- **Problem statement**
Find each line below that contains the word "chair", and copy those lines in full.

Records from a data source:

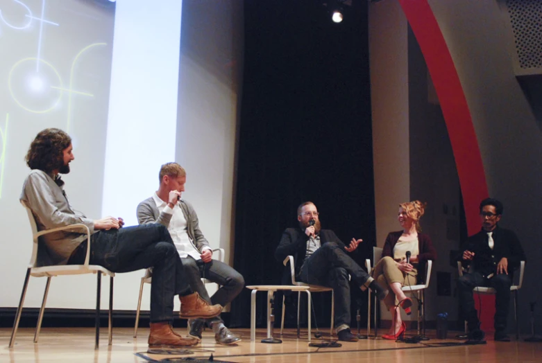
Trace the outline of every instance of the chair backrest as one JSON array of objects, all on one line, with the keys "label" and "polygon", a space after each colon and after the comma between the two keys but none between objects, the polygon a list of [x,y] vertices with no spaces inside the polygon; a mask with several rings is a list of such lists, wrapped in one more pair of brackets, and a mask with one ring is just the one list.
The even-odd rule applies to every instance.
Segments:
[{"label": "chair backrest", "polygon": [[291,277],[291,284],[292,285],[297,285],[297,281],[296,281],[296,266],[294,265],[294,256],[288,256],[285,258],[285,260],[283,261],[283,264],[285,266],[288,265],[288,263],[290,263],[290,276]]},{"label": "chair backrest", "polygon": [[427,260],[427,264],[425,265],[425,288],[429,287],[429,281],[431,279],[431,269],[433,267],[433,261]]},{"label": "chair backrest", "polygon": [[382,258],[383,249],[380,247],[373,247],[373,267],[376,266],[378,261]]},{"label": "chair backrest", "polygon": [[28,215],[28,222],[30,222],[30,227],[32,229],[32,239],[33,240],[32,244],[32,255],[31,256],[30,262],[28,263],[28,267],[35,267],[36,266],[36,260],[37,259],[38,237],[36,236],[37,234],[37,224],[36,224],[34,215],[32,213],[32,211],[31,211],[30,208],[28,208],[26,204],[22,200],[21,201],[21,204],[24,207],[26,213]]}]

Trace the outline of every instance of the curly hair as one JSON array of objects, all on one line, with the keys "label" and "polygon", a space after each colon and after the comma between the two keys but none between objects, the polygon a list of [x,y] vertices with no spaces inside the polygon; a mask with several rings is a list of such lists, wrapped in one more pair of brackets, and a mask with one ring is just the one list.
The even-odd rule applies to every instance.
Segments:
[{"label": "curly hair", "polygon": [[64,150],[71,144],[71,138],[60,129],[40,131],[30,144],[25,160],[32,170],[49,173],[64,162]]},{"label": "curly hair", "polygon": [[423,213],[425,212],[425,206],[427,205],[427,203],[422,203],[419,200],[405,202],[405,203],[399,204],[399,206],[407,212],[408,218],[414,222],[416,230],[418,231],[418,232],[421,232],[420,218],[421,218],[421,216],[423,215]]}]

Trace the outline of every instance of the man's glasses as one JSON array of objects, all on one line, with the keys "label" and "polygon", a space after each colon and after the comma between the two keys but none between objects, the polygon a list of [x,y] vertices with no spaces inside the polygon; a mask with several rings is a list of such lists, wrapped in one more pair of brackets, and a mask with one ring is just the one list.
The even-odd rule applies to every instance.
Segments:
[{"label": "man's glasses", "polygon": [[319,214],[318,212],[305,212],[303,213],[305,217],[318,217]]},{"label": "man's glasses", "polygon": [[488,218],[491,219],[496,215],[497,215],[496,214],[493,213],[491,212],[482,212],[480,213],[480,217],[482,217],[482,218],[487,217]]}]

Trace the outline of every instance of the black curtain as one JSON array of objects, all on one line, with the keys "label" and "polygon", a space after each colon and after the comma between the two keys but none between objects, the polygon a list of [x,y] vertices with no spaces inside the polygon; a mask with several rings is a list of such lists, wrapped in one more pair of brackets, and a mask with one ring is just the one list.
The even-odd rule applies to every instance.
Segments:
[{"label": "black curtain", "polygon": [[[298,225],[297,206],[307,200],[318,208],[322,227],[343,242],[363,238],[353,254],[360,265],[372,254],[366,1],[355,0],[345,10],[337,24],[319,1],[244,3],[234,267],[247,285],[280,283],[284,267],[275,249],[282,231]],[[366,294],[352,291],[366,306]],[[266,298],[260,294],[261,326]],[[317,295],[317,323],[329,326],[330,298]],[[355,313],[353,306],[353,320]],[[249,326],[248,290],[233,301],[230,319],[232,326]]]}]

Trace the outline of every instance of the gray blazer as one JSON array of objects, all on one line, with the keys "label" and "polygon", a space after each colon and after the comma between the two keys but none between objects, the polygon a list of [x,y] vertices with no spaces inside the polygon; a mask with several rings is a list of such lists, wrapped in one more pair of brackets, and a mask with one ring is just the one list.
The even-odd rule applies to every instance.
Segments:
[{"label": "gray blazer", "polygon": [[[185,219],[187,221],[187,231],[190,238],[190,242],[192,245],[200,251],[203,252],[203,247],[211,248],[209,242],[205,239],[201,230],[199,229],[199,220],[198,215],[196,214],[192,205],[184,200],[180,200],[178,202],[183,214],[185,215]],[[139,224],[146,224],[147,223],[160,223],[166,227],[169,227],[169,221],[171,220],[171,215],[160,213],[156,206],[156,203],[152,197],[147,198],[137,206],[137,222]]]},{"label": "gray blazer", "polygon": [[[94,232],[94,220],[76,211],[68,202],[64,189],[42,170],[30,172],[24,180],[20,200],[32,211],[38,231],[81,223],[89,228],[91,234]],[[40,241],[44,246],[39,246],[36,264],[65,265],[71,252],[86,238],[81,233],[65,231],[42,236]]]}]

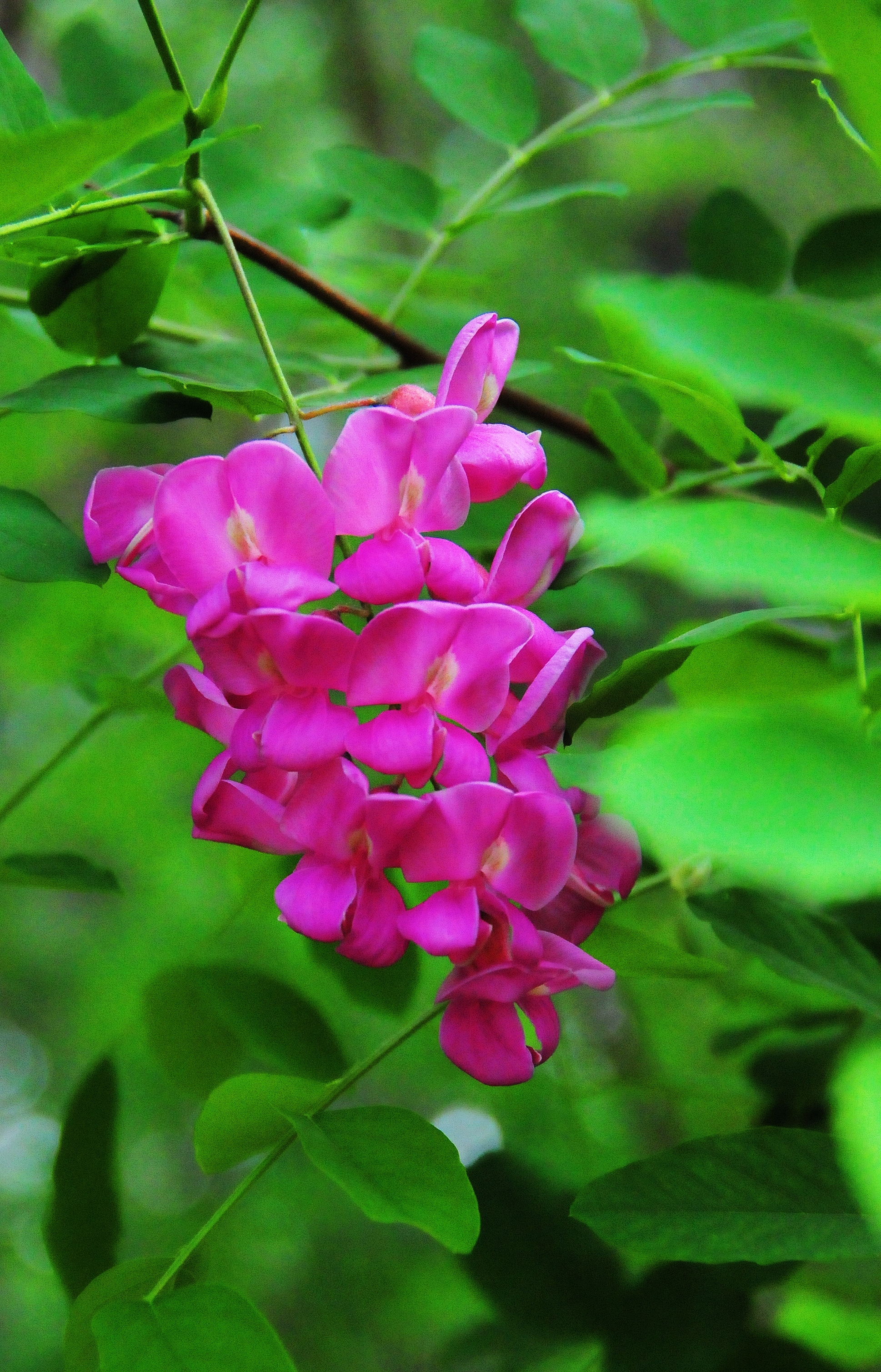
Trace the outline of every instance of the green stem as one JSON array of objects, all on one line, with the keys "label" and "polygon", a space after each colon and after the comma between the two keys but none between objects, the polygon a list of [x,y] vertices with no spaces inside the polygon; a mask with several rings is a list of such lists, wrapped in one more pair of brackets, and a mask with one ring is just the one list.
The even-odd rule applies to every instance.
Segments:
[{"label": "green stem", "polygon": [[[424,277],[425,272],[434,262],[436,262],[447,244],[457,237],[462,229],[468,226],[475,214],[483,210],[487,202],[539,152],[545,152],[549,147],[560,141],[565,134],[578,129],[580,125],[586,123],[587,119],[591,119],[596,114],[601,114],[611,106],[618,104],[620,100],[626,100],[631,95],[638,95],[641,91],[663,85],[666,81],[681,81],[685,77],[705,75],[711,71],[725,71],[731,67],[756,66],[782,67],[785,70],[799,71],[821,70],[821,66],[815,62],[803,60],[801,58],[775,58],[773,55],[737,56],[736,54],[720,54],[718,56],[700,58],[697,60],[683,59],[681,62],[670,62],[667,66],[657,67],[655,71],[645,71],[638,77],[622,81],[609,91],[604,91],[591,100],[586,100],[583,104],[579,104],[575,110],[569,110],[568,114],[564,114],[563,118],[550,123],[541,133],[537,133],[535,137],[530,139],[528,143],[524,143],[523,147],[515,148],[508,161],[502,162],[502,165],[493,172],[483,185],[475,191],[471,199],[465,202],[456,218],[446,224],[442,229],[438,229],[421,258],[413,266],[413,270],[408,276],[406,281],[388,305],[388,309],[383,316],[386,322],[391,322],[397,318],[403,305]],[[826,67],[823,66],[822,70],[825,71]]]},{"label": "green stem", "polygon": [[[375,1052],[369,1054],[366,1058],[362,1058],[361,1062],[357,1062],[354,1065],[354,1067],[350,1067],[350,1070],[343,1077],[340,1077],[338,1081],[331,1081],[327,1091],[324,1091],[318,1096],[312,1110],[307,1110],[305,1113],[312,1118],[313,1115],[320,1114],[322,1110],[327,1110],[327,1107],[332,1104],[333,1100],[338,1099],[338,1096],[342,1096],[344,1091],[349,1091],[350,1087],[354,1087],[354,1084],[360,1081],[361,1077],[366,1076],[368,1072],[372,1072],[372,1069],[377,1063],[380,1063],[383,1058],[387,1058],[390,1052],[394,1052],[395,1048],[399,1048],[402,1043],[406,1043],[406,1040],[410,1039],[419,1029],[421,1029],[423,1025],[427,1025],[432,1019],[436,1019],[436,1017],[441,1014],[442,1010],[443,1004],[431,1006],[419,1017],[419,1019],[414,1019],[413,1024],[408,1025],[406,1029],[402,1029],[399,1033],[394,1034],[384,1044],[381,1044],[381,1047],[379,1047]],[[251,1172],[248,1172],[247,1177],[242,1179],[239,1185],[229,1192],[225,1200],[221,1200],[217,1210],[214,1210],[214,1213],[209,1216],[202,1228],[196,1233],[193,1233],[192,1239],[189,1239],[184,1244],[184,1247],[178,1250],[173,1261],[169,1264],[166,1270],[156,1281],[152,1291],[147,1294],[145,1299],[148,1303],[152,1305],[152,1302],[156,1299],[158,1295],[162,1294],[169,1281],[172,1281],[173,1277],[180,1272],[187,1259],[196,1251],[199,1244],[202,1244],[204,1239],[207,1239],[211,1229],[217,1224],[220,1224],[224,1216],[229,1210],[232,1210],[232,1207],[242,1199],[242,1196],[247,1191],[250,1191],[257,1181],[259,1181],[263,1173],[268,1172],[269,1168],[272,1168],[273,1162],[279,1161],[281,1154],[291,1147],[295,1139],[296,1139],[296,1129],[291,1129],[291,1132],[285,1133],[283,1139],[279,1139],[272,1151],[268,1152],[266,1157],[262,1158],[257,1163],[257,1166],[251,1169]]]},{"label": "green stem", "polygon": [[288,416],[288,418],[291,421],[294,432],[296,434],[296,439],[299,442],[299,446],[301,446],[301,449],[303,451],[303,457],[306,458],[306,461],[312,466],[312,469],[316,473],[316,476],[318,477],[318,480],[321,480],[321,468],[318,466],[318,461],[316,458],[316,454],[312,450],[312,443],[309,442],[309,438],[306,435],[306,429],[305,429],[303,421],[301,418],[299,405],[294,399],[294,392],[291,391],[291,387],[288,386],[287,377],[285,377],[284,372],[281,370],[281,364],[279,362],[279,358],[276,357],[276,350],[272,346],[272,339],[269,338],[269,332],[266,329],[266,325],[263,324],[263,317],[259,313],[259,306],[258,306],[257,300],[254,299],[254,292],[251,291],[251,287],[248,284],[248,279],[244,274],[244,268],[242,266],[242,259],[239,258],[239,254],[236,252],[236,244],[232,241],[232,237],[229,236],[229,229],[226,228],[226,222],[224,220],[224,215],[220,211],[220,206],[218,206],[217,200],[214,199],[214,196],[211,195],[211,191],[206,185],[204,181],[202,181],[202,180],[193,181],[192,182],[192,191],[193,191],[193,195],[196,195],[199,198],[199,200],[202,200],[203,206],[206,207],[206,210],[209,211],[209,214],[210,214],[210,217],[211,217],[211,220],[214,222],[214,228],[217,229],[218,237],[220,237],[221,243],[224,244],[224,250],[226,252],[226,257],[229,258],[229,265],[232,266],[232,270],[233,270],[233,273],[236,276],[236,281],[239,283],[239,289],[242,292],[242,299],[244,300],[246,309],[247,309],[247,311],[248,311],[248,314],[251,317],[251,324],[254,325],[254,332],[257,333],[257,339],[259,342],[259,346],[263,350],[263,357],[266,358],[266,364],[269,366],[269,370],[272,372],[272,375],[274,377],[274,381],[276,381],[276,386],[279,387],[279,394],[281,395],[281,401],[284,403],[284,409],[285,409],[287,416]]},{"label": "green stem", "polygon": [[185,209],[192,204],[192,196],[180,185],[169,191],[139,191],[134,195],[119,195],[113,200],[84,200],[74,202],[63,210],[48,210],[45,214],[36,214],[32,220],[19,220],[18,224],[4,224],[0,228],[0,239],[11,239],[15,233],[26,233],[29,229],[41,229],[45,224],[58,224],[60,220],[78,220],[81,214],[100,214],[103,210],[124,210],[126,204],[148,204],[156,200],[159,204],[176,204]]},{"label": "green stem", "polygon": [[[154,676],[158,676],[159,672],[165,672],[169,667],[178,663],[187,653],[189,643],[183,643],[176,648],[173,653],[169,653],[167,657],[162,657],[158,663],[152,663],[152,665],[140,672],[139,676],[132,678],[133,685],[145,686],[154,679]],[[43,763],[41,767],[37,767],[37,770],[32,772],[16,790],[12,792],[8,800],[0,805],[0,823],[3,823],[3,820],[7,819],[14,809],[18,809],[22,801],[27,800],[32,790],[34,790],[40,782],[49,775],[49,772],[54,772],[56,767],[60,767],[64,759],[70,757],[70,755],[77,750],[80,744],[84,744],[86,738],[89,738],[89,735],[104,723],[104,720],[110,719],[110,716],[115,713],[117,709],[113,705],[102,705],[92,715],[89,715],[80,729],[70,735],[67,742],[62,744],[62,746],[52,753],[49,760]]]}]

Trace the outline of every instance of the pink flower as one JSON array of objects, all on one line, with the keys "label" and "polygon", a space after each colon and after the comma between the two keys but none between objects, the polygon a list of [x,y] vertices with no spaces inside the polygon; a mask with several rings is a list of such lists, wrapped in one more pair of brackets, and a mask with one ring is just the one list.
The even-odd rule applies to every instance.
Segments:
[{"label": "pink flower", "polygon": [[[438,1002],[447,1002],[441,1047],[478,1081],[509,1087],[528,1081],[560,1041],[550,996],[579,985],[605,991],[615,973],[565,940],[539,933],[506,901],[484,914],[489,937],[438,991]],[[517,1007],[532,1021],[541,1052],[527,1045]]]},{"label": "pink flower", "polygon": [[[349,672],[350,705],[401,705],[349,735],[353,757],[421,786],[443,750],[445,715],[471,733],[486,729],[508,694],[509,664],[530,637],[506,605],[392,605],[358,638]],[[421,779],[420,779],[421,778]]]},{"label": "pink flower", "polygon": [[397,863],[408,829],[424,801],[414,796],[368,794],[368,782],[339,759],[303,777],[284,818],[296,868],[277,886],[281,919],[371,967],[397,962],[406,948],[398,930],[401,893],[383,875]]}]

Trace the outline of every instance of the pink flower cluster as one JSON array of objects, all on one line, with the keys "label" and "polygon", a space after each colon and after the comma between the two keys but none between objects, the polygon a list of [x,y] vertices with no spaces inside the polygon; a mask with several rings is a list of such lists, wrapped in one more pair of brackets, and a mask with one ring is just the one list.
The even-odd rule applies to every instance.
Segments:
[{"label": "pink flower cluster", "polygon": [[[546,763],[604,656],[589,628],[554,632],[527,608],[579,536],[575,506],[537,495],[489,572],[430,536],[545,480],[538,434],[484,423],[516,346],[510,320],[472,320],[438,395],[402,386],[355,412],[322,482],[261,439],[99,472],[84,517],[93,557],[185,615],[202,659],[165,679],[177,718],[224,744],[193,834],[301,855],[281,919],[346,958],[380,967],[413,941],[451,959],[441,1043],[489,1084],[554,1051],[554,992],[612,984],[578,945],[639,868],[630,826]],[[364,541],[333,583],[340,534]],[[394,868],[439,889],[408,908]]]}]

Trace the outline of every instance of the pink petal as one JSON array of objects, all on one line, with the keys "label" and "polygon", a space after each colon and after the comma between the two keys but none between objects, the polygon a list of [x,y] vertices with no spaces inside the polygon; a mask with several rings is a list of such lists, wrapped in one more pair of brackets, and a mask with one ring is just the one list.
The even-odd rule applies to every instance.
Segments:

- **Output**
Trace the outline of every instance of the chair backrest as one JSON array of objects, all on one line, with the keys "label" and "polygon", a space after each colon and after the comma between the two keys but none between objects, the polygon a list of [x,y] vertices with no spaces inside the polygon; a mask with several rings is a list of such lists, wrapped in one more pair of brackets, and a mask with one ring is just the one list.
[{"label": "chair backrest", "polygon": [[291,277],[291,284],[292,285],[297,285],[297,281],[296,281],[296,266],[294,265],[294,256],[288,256],[285,258],[285,260],[283,261],[283,264],[285,266],[288,265],[288,263],[290,263],[290,276]]},{"label": "chair backrest", "polygon": [[427,260],[427,264],[425,265],[425,288],[429,287],[429,281],[431,279],[431,269],[433,267],[433,261]]},{"label": "chair backrest", "polygon": [[382,258],[383,249],[380,247],[373,247],[373,267],[376,266],[378,261]]},{"label": "chair backrest", "polygon": [[28,215],[28,222],[30,222],[30,227],[32,229],[32,239],[33,240],[32,244],[32,255],[31,256],[30,262],[28,263],[28,267],[35,267],[36,266],[36,260],[37,259],[38,237],[36,236],[37,234],[37,224],[36,224],[34,215],[32,213],[32,211],[31,211],[30,208],[28,208],[26,204],[22,200],[21,201],[21,204],[24,207],[26,213]]}]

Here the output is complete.